Holy shit, Vogue, really?
December 22, 2010 10:38 AM   Subscribe

 
Darn, I was hoping this would be like one-page summations of the magazines.

Wired: YOU'RE STILL COOL, RIGHT?

The Economist: EVERYTHING IS FINE AND WHAT YOU THINK IS CORRECT.

Time: SOME STUFF HAPPENED.

Vogue: YOU ARE SO FUCKING UGLY.
posted by The Whelk at 10:41 AM on December 22, 2010 [73 favorites]


I don't get this at all. What is the point? Can someone explain this to me?
posted by Perplexity at 10:45 AM on December 22, 2010 [3 favorites]


very Kalle Lasn.
posted by mrgrimm at 10:46 AM on December 22, 2010


Darn, I was hoping this would be like one-page summations of the magazines.

Slate (non-print I know): WHY SOMETHING IS NOT WHAT YOU THOUGHT IT WAS
posted by ghharr at 10:47 AM on December 22, 2010 [4 favorites]


What is the point?

like, advertising is bad and stuff, you know
posted by mightygodking at 10:48 AM on December 22, 2010 [8 favorites]


Oh, it's supposed to be art.
posted by jabberjaw at 10:48 AM on December 22, 2010 [2 favorites]


I don't get this at all. What is the point? Can someone explain this to me?

To show how many advertising logos (or words ... or celebrities) are in the magazines, and where they are placed on the pages.
posted by mrgrimm at 10:49 AM on December 22, 2010 [2 favorites]


Why is Time magazine headlines and the others sponsor logos?
posted by ardgedee at 10:49 AM on December 22, 2010


Darn, I was hoping this would be like one-page summations of the magazines.

Well, that's pretty much what it is, except with the parts that matter rather than the filler content.
posted by briank at 10:50 AM on December 22, 2010


I like the National Geographic's centeredness
posted by The Biggest Dreamer at 10:51 AM on December 22, 2010


I was surprised at how little advertising the Economist had. Then I realized that, once again, the people telling us $X IS AWESOME AND WE HAVE NOTHING TO FEAR AND WHY DO YOU HATE DEMOCAPITALISM don't actually have to deal with it themselves.
posted by DU at 10:53 AM on December 22, 2010


What, no Consumer Reports?
posted by jedicus at 10:54 AM on December 22, 2010


Consumer Reports: RIGHT, KEEP ON BUYING--BUT MAKE IT THESE THINGS
posted by DU at 10:56 AM on December 22, 2010


I don't get this at all. What is the point? Can someone explain this to me?

I dunno if it's a particularly deep idea. I just liked the idea of showing how each magazine layers their ads. Particularly that Vogue one, since its ads were way more prominent than I'd have thought. (Then again I'm a little vague on what exactly Vogue is.)
━━━━━━━━━━━━━━━━━━━━
## To do:
Please resume the discussion thread about magazine advertising layouts after its final comment, adding a few more comments in the same style.

## Records shown:
━━━━━━━━━━━━━━━━━━━━
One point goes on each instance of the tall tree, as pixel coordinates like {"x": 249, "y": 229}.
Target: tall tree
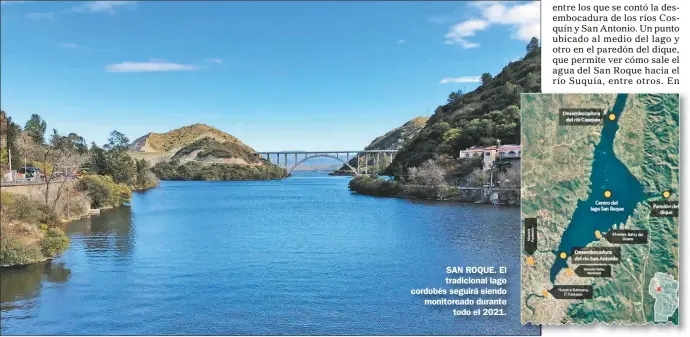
━━━━━━━━━━━━━━━━━━━━
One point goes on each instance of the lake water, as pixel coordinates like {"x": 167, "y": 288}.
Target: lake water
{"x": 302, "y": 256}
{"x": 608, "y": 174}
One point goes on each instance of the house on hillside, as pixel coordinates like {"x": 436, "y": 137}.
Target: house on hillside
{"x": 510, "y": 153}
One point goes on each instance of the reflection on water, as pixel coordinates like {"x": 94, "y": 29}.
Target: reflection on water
━━━━━━━━━━━━━━━━━━━━
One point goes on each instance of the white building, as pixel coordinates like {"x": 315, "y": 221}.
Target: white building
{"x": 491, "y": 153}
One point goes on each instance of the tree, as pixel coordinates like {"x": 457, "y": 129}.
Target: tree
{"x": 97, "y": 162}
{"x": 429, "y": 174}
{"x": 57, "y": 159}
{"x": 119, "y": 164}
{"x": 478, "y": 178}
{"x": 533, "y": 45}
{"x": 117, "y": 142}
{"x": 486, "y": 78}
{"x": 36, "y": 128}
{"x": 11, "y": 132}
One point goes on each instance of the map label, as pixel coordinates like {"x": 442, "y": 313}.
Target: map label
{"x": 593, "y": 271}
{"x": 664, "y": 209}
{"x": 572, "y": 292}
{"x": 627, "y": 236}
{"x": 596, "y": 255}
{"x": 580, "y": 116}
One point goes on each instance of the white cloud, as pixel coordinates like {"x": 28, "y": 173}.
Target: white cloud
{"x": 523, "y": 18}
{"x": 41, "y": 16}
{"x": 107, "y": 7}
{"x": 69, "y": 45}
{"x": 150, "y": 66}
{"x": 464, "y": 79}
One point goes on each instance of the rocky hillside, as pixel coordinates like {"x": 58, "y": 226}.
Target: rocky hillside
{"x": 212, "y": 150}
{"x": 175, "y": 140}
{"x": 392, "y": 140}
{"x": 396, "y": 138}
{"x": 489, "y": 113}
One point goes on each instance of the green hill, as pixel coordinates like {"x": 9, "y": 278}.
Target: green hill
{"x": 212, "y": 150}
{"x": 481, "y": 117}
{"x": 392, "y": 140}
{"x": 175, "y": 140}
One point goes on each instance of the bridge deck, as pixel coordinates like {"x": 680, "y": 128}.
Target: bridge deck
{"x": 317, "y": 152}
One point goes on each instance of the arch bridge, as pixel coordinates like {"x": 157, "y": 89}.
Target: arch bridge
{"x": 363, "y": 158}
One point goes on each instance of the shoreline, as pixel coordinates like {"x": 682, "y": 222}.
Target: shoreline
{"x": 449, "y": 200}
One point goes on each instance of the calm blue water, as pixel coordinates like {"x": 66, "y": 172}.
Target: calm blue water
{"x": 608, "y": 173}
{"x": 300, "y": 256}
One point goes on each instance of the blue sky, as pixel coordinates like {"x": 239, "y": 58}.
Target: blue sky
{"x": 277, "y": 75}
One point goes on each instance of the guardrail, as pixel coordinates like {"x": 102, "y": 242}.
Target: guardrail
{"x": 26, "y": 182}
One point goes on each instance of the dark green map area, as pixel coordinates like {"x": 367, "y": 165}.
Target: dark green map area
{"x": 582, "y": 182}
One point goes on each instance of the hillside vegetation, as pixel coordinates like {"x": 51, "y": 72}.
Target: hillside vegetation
━━━━━━━━━━━━━━━━━━━━
## Result of this exercise:
You could probably get into something about how some magazines seem just to exist to make money off ads, and then you could counterpoint with all the examples of magazines that genuinely output good writing but still need to support themselves with ads, but I didn't post it because I thought it was necessarily worth a huge discussion. I just thought it was kind of cool and maybe worth sharing.

(I'm also wondering why Time Magazine shows the placement of article titles rather than the ads. Why pick Time for that? If anybody has an idea why that is I'd like to hear it.)
posted by Rory Marinich at 10:57 AM on December 22, 2010


Is anyone surprised by French Vogue's? It's basically just a giant catalogue that you have to pay for and that sometimes has black face/nipples.
posted by Tha Race Card at 10:59 AM on December 22, 2010 [2 favorites]




Too bad it didn't take into account full-size ads, perhaps by adding 1% gray for each ad.

Vogue: none more black.
posted by leotrotsky at 11:01 AM on December 22, 2010


"The Gentlewoman is a new biannual style magazine for a new decade. Featuring inspirational, international women, it pairs ambitious journalism with a sartorial and intelligent perspective on fashion that is focused on personal style – the way women actually look, think and dress."

That actually sounds like the greatest magazine ever. Fantastic cover image, too!
posted by Tha Race Card at 11:03 AM on December 22, 2010 [1 favorite]


This is my total lack of surprise at the amount of advertising in a fashion magazine.
posted by immlass at 11:09 AM on December 22, 2010


Presumably it's a statement about reducing these magazines to their essences, which in the artist's view is advertising for French Vogue, The Economist, and Wired, celebrity names for Hello!, and snappy headlines for Time.

This is about as sophisticated as cutting a 30-second Superbowl that is composed just of...wait for it...last frames from ads! Because you definitely didn't know before then that the ads were a big part of the whole production! Consider your mind blown.
posted by peachfuzz at 11:12 AM on December 22, 2010 [3 favorites]


It explains why I've gone back to the print version of the Economist from the Kindle version; the e-magazine is more expensive due to a lack of advertising to offset the cost of content creation.
posted by Standeck at 11:13 AM on December 22, 2010


Is anyone surprised by French Vogue's? It's basically just a giant catalogue

No shit sherlock
posted by fire&wings at 11:14 AM on December 22, 2010


Why is Time magazine headlines and the others sponsor logos?

My first thought was that it's because in Time, you can't easily tell the difference.

Possibly this is a cheap shot, but it is kind of amazing how often one thinks "gee, this article in Time reads a lot like ad copy". If one, you know, reads Time for some reason.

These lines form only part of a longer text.